# Selected text start

Abortion in the Northern Mariana Islands is illegal by legislation, but legal by judicial ruling and legal review. A law passed in 1985 made abortion illegal, but a review by the Attorney General said it was legal in 1995. Women in the 1990s went to the Philippines to get abortions, but went to Japan or Hawaii by 2018 because of changing legality in the region.

History 
During the 1990s, women who wanted abortions often traveled to the Philippines to get an abortion as there were no legal options in the Marianas. Women had few options to where they could get a legal abortion including Hawaii or Japan.

Legislative history 

Abortion in the Commonwealth of the Northern Mariana Islands, a United States territory, is illegal per 11 TTC § 51, which states:Every person who shall unlawfully cause the miscarriage or premature delivery of a woman, with the intent to do so, shall be guilty of abortion and upon conviction thereof shall be imprisoned for a period of not more than five years. (Code 1966, § 405; Code 1970, tit. 11, § 51.)

# Selected text end
# Supplied records start

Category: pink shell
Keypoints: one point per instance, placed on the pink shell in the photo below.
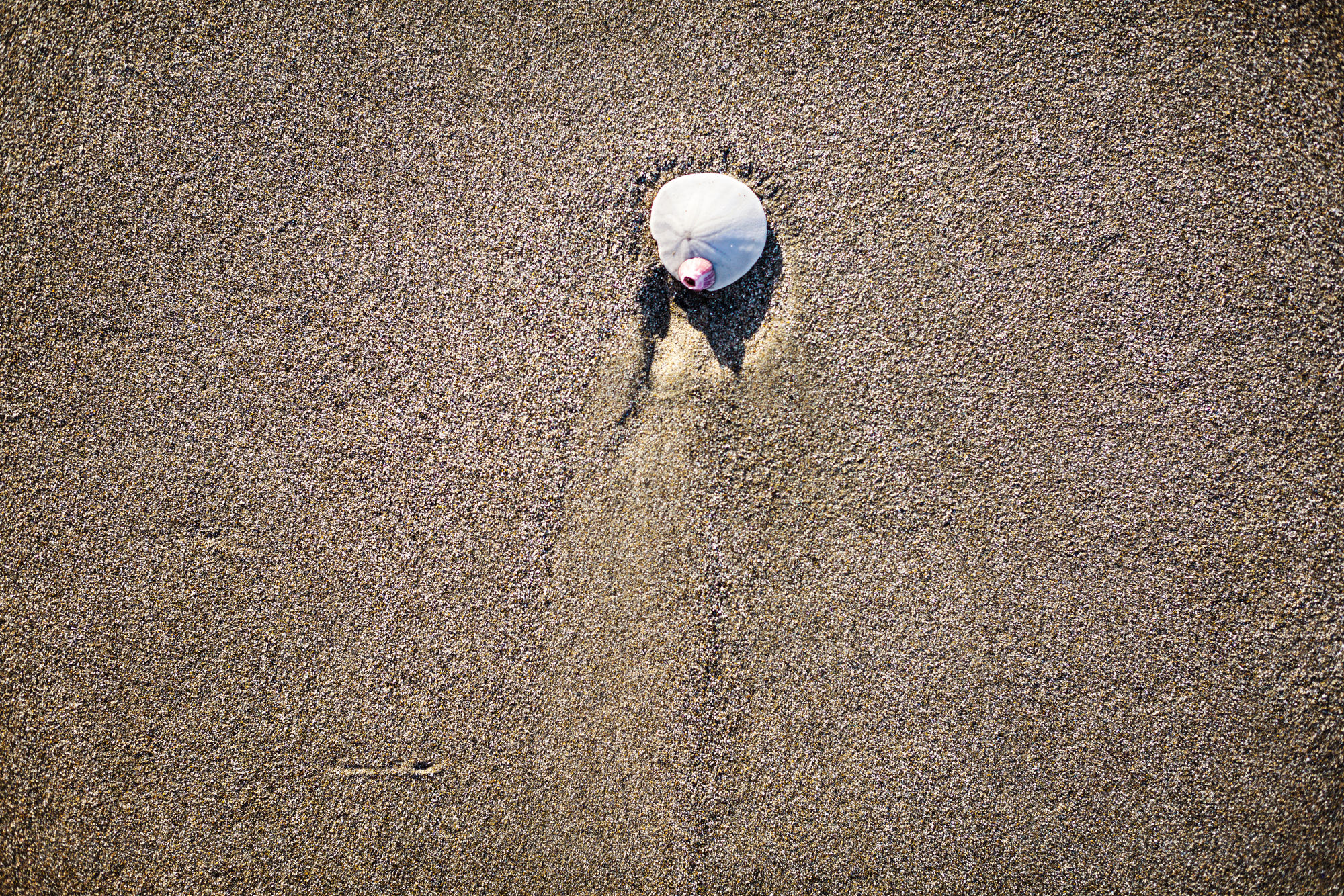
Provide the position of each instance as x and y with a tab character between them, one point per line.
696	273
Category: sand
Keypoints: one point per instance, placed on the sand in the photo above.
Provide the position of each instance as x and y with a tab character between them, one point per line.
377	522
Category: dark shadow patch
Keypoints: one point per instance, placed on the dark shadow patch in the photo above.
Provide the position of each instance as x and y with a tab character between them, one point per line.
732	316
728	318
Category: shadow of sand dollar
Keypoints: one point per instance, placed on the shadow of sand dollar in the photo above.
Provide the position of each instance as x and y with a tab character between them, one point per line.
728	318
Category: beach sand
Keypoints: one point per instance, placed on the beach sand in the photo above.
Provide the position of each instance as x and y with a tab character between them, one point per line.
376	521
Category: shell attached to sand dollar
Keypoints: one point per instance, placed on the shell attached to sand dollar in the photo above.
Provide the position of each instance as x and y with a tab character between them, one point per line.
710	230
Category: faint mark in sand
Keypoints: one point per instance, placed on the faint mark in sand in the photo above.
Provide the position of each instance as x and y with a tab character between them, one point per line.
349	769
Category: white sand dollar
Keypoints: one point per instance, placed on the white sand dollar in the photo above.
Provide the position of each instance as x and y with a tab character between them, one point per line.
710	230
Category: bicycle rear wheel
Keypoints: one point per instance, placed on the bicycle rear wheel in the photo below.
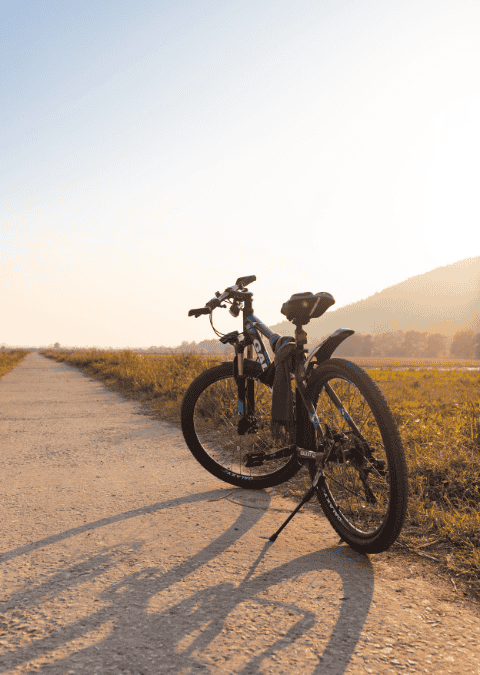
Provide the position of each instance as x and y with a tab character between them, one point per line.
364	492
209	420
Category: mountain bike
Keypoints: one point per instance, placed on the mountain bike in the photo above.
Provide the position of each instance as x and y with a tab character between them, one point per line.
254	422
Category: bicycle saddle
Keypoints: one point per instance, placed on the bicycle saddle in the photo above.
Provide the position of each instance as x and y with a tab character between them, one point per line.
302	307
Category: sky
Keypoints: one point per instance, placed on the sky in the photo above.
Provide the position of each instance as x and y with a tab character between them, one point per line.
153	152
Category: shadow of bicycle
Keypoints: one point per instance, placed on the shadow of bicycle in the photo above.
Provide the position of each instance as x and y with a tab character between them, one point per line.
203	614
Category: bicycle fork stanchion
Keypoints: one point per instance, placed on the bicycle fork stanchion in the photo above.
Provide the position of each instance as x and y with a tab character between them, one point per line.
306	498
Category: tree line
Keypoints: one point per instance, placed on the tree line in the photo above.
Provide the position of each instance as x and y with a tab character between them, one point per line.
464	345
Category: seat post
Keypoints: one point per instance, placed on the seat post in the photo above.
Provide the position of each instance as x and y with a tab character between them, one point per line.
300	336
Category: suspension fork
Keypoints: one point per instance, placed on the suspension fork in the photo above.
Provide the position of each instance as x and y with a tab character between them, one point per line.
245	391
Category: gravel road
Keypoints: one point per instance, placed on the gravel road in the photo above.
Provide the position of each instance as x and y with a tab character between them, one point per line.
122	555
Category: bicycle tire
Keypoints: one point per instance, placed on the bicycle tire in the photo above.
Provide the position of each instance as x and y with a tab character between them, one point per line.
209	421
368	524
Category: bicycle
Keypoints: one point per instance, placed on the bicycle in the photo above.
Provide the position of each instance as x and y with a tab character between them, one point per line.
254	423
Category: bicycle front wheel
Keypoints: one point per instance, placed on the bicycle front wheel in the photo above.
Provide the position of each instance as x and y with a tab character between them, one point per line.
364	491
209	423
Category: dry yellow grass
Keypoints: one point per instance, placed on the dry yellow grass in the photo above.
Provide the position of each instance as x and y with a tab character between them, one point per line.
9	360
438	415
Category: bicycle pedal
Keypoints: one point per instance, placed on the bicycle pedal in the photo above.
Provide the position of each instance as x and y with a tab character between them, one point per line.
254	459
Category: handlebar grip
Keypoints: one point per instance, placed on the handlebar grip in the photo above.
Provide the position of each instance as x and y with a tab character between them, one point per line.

# Supplied records end

Directions:
A. From the passage on abortion law in the Northern Mariana Islands, repeat the words between "Abortion in the Northern" and "Hawaii or Japan.", inclusive.
B. In the records, take the lines from the one containing "Category: dry yellow grass" through the end of the records, inclusive, and rewrite only those lines with "dry yellow grass" changed to "dry brown grass" and everything else left as it is.
The passage and the records were drawn from unrelated sources.

Answers given:
A.
Abortion in the Northern Mariana Islands is illegal by legislation, but legal by judicial ruling and legal review. A law passed in 1985 made abortion illegal, but a review by the Attorney General said it was legal in 1995. Women in the 1990s went to the Philippines to get abortions, but went to Japan or Hawaii by 2018 because of changing legality in the region.

History 
During the 1990s, women who wanted abortions often traveled to the Philippines to get an abortion as there were no legal options in the Marianas. Women had few options to where they could get a legal abortion including Hawaii or Japan.

B.
Category: dry brown grass
Keypoints: one point per instance, placed on the dry brown grass in the photo above.
Provide the position of each instance as x and y with a tab character between them, one point per line.
9	360
438	415
Category: bicycle pedal
Keypoints: one point per instance, placed on the bicycle pedal in the photo above.
Provide the position of each instance as x and y with a tab character between them, one point per line.
254	459
Category: handlebar grip
Keypoints: one point per instance, placed on the handlebar grip in the photo above.
Provide the position of each instance as x and y with a tab character between them, one point per line.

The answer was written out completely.